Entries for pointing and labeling
:::::

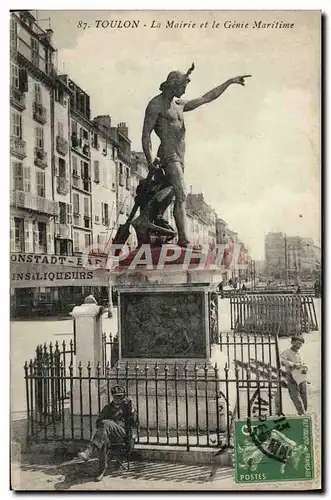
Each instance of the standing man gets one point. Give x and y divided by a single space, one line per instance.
296 374
164 115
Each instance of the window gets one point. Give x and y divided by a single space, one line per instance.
74 127
15 79
106 214
59 96
63 213
75 199
41 184
42 238
39 137
60 132
74 165
37 93
62 168
87 240
18 176
13 33
16 123
35 51
86 207
27 179
76 241
95 143
19 234
105 177
96 171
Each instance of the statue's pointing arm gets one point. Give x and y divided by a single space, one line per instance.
214 93
150 120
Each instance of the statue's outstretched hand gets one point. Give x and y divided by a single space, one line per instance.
240 79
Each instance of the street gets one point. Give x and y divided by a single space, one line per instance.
44 474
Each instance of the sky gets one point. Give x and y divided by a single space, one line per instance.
255 151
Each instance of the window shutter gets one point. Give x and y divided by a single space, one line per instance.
35 235
28 235
12 234
96 171
86 207
23 80
102 213
27 179
69 215
76 203
50 239
57 166
74 164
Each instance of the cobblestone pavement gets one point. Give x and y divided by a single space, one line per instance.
25 335
142 476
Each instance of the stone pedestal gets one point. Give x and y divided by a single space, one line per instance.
165 327
88 353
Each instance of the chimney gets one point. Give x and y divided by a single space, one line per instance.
49 35
104 121
122 127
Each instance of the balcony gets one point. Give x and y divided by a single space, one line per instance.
77 220
34 203
87 222
80 145
17 98
17 147
40 158
125 158
62 185
39 113
62 231
62 145
81 184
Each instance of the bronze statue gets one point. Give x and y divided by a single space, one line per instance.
165 115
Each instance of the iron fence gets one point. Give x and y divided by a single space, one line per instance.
270 314
190 405
110 350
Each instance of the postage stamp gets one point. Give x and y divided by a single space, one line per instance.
274 449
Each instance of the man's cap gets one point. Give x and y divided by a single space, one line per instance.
177 77
118 390
297 338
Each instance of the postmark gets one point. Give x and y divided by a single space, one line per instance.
274 449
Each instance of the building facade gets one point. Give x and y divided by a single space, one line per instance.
303 257
275 248
73 181
104 155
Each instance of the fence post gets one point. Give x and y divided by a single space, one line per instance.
88 321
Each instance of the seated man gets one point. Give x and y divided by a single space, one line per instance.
113 426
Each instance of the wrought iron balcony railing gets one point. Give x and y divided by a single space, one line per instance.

:::::

Aim »
Convert all of the data above into a JSON list of strings, one string per line, skipping blank lines. Leave the pictures out of the list.

Worked answer »
[
  "Each instance of the standing man gets one point. Give x and y divided by a single space, one line per instance.",
  "296 374",
  "164 115",
  "Each instance of the window gets one point. Give x and y divided by a single space, one line per instance.",
  "74 127",
  "15 79",
  "106 214",
  "59 96",
  "63 213",
  "75 199",
  "41 184",
  "42 238",
  "39 137",
  "60 132",
  "74 165",
  "37 93",
  "62 168",
  "87 240",
  "18 176",
  "13 33",
  "16 123",
  "35 51",
  "86 207",
  "27 179",
  "76 241",
  "95 143",
  "19 234",
  "105 177",
  "96 171",
  "Each instance of the statue's pointing arm gets one point. Give x and y divided by a single space, one line per instance.",
  "214 93",
  "150 120",
  "Each instance of the statue's outstretched hand gets one point. Give x and y divided by a single space, one line per instance.",
  "240 79",
  "Each instance of the street gets one point. Give x and y divided by a single space, one line per instance.",
  "44 474",
  "Each instance of the sky gets one point. Give x and y divided by a single space, one line per instance.",
  "255 151",
  "Each instance of the window shutter gets one point. Give x and y divided by a single space, one line per instance.",
  "35 235",
  "28 235",
  "12 234",
  "96 171",
  "86 207",
  "23 80",
  "102 213",
  "27 179",
  "69 215",
  "76 203",
  "50 239",
  "57 166",
  "74 164",
  "Each instance of the cobblestone pavement gets one point. Give x and y divided by a single space, one line per instance.",
  "25 335",
  "142 476",
  "Each instance of the stone pedestal gets one point. Give x and y divided by a single space, one line per instance.",
  "165 327",
  "88 353",
  "Each instance of the chimney gets one point. Give x and y divided by a single space, one line per instance.",
  "49 35",
  "104 121",
  "122 127",
  "Each instance of the balcony gets one point. Give x and y divided by a single space, one line per instance.",
  "77 220",
  "34 203",
  "87 222",
  "80 145",
  "17 98",
  "17 147",
  "40 158",
  "125 158",
  "62 185",
  "39 113",
  "62 231",
  "62 145",
  "81 184",
  "Each instance of the bronze statue gets one point. Give x and y divided by a single space, one line per instance.",
  "165 115",
  "Each instance of the iron fence gets one point. Give x and y divided by a single space, one line per instance.",
  "270 314",
  "190 405",
  "110 350",
  "Each instance of the postage stamp gets one point. Give x and y divided by a single space, one line per instance.",
  "274 449",
  "Each instance of the man's cap gets one point. Give x and y divided by a single space, one line per instance.",
  "177 77",
  "118 390",
  "297 338",
  "Each instance of the postmark gets one point. Give x and y divided by a single space, one line per instance.",
  "274 449",
  "Each instance of the building facade gets one point. Give x and y divided by a single space, one line per instance.",
  "303 257",
  "275 248",
  "73 181",
  "104 155",
  "Each instance of the fence post gets one point. Give x and y divided by a single space, one line per instance.",
  "88 321",
  "Each instance of the seated man gets one point. Give x and y divided by a single space, one line per instance.",
  "113 426",
  "Each instance of the wrought iron balcony railing gets one point. Give x and y divided by a single space, one line per instance."
]